• **PROBLEM TO SOLVE**
Pull out every line of the records that contains the string "between", and treat uppercase and lowercase letters as different.

• **SOURCE RECORDS**

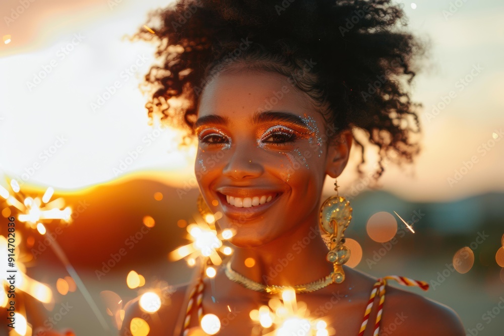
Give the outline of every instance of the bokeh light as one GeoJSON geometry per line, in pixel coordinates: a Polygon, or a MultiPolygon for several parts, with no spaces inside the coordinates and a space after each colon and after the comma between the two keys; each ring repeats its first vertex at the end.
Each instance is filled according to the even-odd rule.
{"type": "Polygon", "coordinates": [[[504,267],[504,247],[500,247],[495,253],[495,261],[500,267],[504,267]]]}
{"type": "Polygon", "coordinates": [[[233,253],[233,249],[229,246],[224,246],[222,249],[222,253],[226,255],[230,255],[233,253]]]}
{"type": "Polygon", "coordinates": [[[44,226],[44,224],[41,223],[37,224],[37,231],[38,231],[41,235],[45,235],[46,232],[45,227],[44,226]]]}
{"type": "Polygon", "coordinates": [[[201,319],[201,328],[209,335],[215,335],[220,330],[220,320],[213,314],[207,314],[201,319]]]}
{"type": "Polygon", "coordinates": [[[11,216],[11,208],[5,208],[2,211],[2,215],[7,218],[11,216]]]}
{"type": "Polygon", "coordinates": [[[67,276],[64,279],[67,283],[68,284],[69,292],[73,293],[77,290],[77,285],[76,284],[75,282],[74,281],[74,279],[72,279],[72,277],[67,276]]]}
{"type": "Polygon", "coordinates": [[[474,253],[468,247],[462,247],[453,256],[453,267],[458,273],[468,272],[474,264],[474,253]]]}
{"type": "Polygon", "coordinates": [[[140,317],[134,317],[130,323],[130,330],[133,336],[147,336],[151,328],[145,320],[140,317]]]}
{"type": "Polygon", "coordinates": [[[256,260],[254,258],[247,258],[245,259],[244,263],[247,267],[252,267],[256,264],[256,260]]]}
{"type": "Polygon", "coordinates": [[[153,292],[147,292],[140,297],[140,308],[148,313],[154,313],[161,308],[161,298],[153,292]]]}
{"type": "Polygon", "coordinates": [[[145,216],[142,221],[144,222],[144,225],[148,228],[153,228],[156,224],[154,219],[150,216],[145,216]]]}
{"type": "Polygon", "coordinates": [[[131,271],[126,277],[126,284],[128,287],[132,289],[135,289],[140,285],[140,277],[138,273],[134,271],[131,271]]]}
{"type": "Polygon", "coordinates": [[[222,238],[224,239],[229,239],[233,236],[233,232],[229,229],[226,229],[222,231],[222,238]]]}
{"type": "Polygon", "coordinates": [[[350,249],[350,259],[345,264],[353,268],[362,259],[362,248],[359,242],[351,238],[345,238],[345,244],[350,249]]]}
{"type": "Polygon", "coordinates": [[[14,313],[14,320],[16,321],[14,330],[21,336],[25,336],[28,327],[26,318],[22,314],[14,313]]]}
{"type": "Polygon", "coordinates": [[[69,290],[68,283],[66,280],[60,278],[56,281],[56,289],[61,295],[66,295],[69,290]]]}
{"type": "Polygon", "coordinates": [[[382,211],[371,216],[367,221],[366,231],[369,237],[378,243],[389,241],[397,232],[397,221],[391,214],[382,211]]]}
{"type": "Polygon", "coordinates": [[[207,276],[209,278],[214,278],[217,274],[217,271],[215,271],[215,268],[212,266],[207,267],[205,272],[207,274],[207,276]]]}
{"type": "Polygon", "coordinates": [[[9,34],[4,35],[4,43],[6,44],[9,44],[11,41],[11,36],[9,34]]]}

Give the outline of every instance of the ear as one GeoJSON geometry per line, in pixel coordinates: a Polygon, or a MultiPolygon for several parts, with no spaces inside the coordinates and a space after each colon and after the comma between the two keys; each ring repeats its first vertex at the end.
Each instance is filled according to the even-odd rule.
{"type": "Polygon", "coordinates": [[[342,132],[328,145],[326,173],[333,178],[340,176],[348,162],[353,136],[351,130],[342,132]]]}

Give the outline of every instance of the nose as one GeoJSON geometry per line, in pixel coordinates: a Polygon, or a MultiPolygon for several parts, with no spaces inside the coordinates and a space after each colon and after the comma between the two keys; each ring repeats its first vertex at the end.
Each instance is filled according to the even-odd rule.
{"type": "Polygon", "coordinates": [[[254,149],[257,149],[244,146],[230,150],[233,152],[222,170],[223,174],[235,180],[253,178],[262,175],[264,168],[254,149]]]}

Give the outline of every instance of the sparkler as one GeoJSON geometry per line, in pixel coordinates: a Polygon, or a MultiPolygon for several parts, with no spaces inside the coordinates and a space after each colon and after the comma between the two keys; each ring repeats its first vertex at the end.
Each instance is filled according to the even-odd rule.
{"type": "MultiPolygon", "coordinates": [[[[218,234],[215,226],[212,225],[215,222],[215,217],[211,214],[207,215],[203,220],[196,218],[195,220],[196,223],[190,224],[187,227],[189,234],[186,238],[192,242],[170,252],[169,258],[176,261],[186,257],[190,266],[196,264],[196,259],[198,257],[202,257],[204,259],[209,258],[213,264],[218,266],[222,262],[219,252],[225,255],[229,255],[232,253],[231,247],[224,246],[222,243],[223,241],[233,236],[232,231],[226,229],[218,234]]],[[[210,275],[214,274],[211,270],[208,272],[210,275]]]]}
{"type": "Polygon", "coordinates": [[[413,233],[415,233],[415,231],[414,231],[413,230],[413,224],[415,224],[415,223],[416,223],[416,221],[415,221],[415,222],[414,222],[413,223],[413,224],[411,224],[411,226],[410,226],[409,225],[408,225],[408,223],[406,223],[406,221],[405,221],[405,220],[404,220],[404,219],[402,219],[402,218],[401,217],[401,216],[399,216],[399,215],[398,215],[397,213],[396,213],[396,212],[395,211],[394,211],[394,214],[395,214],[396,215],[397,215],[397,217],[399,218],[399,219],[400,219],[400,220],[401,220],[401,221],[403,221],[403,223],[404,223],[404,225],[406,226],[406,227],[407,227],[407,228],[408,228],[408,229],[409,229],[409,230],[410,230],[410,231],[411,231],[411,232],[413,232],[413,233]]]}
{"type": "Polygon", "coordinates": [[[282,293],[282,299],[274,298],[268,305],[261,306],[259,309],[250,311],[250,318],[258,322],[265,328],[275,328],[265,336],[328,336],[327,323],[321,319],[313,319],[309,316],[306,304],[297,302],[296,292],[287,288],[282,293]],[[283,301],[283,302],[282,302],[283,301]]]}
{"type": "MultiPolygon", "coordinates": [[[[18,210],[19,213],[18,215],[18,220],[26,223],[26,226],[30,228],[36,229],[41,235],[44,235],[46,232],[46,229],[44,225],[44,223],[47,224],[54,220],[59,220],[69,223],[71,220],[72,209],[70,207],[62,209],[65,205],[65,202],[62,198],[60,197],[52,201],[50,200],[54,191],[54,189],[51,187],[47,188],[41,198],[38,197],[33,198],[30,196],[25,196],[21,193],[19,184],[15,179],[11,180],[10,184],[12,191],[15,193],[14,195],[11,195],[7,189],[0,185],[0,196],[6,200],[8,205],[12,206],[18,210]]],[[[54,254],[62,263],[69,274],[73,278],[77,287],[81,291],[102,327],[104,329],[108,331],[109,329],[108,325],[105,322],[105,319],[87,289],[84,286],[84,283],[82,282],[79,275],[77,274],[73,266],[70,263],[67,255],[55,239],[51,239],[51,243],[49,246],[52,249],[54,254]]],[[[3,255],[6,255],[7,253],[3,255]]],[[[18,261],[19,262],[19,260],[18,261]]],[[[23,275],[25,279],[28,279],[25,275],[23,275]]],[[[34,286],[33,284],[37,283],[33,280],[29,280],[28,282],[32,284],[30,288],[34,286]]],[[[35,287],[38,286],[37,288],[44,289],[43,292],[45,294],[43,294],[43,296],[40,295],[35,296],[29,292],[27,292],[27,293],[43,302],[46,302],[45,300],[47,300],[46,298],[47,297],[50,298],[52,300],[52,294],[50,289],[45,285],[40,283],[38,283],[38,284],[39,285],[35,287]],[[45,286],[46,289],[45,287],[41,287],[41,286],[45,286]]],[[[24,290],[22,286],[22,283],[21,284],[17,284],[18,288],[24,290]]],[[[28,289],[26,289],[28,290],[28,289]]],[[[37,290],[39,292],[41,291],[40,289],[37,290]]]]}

• **ANSWER BELOW**
Give the outline of every instance of the bokeh light as one GeoJSON geometry per line, in pixel coordinates: a Polygon, or a MultiPolygon for several parts, with no spaces inside the coordinates and a space after each colon and after the comma between the two keys; each ring repeats its first vertex at the end.
Give the outline of every instance of the ear as one GeoJSON geometry per line, in pixel coordinates: a Polygon, or a MultiPolygon for several parts, with no spaces inside the coordinates and a space after each colon and after the comma between the two keys; each ring repeats its first vertex at the end.
Give the outline of every instance of the nose as one GeoJSON geometry per line, in pixel coordinates: a Polygon, or a MultiPolygon for several parts, with no spaces inside the coordinates and a space after each colon and after the comma between the two keys; each ring repeats its first vertex at the end.
Give the outline of every instance of the sparkler as one GeoJSON geometry per line, in pixel coordinates: a Polygon, or a MultiPolygon for several parts, with no spaces inside the coordinates and a space after each colon and after the comma between the two keys; each ring repeats its first vertex at the end.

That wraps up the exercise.